Short task:
Switch "bounding box" to "rectangle" in the material from its start through the line with "[78,262,87,273]", and write out those lines with nothing else changed.

Supplied entries:
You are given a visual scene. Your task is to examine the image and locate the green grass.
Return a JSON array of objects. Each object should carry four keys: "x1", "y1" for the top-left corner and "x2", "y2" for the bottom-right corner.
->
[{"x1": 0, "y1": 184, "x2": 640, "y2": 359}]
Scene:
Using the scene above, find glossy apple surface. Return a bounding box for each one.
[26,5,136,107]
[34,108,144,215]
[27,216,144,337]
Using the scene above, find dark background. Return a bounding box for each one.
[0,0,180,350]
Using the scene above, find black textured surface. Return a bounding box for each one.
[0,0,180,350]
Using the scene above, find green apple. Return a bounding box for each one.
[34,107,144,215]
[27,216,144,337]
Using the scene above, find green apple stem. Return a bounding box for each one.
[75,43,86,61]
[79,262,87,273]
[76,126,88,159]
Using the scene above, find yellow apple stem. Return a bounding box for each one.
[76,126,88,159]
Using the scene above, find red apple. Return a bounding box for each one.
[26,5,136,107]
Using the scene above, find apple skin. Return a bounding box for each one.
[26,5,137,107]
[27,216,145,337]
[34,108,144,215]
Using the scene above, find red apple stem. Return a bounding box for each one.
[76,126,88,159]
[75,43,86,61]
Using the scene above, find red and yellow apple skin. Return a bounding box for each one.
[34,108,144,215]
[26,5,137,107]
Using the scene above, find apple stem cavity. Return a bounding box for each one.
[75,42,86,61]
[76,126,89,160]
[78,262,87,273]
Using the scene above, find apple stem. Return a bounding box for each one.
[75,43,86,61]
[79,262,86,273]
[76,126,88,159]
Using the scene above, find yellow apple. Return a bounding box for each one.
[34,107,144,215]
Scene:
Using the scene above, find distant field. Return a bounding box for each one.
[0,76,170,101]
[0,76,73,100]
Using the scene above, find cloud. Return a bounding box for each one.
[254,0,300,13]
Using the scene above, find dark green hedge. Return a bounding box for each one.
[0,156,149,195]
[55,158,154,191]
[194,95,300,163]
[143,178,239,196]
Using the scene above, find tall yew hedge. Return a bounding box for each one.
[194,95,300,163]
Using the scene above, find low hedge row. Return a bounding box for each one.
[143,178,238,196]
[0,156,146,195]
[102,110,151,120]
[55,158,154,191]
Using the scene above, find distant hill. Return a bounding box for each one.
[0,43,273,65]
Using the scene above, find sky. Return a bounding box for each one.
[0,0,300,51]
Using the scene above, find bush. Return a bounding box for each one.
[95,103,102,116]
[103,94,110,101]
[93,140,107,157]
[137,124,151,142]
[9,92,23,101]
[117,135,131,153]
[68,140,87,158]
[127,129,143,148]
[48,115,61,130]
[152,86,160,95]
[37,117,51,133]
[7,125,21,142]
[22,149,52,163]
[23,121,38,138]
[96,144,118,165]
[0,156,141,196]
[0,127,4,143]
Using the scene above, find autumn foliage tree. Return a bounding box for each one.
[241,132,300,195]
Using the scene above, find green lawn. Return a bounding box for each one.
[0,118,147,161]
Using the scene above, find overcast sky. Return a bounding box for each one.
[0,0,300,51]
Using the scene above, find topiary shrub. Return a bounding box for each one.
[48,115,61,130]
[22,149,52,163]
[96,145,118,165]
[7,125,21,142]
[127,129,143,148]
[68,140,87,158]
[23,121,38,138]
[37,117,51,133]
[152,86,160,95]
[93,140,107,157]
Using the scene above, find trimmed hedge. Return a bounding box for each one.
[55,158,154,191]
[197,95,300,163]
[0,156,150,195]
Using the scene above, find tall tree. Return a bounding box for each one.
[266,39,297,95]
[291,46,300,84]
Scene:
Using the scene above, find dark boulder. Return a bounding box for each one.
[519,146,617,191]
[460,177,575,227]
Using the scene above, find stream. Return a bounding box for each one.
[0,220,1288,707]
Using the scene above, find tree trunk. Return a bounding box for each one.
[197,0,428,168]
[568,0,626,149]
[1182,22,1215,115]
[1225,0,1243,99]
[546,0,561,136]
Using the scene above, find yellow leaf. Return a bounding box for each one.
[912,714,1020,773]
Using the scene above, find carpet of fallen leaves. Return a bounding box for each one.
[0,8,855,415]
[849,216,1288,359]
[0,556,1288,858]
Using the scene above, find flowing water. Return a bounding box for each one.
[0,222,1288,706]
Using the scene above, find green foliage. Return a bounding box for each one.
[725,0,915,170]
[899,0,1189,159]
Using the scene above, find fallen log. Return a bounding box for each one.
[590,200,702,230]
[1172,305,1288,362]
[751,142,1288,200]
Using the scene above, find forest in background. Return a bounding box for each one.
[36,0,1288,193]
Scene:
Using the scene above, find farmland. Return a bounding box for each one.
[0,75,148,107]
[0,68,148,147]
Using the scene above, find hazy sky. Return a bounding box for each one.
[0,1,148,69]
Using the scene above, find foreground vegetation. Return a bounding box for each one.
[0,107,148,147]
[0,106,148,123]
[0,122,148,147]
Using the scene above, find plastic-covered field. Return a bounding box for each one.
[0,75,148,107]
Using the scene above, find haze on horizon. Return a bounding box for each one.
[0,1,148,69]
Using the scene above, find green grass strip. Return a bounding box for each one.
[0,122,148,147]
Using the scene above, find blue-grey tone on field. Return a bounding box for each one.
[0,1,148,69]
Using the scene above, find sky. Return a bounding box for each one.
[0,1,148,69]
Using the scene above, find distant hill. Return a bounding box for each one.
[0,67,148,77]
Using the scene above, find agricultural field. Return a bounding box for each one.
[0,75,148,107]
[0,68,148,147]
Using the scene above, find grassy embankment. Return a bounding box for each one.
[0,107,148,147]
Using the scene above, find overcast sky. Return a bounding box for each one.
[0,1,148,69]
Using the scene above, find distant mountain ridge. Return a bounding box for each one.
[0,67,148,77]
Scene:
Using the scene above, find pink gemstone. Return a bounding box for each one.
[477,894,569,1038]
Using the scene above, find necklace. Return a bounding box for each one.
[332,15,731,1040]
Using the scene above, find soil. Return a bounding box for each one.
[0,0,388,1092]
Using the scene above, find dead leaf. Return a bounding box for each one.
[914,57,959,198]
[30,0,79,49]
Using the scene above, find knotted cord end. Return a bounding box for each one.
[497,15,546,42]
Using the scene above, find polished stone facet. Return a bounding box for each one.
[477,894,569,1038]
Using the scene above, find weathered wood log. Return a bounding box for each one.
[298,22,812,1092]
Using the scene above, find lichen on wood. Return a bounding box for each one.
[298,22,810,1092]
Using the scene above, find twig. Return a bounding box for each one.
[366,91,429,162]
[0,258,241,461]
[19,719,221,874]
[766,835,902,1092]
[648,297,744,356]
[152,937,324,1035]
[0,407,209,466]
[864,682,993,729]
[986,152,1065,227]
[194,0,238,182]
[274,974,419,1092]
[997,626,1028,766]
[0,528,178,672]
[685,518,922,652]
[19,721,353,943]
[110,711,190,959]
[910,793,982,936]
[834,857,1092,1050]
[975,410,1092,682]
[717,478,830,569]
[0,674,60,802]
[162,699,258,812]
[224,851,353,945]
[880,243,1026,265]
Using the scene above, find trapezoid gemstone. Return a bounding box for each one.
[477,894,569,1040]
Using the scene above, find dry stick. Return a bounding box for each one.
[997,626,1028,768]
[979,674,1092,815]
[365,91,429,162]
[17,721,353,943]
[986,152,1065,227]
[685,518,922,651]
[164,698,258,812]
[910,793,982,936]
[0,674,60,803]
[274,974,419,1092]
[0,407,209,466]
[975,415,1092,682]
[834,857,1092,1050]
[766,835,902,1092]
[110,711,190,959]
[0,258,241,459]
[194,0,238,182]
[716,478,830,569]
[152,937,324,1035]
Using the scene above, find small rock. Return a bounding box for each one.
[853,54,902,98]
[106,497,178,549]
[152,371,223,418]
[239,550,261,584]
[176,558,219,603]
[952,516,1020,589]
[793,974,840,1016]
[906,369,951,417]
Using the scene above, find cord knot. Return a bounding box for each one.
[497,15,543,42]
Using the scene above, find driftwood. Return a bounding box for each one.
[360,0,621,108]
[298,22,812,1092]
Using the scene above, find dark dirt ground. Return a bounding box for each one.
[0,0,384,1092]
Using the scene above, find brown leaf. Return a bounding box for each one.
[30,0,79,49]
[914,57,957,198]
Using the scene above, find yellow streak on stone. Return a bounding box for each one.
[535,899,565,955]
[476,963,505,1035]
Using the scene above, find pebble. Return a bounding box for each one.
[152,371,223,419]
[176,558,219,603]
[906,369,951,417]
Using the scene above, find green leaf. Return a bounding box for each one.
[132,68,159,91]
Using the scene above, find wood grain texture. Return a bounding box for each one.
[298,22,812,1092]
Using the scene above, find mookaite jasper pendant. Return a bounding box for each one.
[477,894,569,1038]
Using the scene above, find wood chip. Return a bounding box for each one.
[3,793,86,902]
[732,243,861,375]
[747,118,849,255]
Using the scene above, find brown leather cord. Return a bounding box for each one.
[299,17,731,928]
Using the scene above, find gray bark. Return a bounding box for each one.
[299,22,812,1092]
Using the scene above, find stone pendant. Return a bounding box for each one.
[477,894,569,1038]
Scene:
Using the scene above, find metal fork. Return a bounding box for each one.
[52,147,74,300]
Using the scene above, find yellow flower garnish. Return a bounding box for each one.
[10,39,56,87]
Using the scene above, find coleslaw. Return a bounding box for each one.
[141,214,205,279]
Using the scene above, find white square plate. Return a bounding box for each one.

Expected output:
You are given a visual scene. Your task is to examine the image and locate the green grass.
Return a JSON array of objects. Each object should carry four keys: "x1", "y1" for the top-left corner and "x2", "y2" for the bottom-right corner.
->
[{"x1": 0, "y1": 184, "x2": 640, "y2": 359}]
Scene:
Using the scene above, find glossy apple surface. Return a rectangle for each one.
[26,5,136,107]
[34,108,144,215]
[27,216,144,337]
Using the scene above, find dark background. Return a rectangle for each one.
[0,0,180,350]
Using the scene above, find black textured surface. Return a rectangle for each one.
[0,0,180,350]
Using the scene above, find green apple. Return a rectangle for each one.
[34,107,144,215]
[27,216,144,337]
Using the scene above, find green apple stem. Return a rectangle for each one.
[75,43,86,61]
[79,262,87,273]
[76,126,88,159]
Using the scene above, find yellow apple stem. Return a rectangle for each one.
[76,126,88,159]
Using the scene above, find red apple. Return a rectangle for each one.
[26,5,136,107]
Using the scene above, find apple skin. Return a rectangle for each one.
[26,5,137,107]
[27,216,145,337]
[34,108,144,215]
Using the scene above, find red apple stem. Return a rectangle for each one.
[76,126,88,159]
[75,43,86,61]
Using the scene above, find red and yellow apple skin. Return a rectangle for each one.
[34,108,144,215]
[26,5,137,107]
Using the scene above, find apple stem cavity. Return a rectangle for each one.
[75,42,86,61]
[76,126,89,160]
[78,262,87,273]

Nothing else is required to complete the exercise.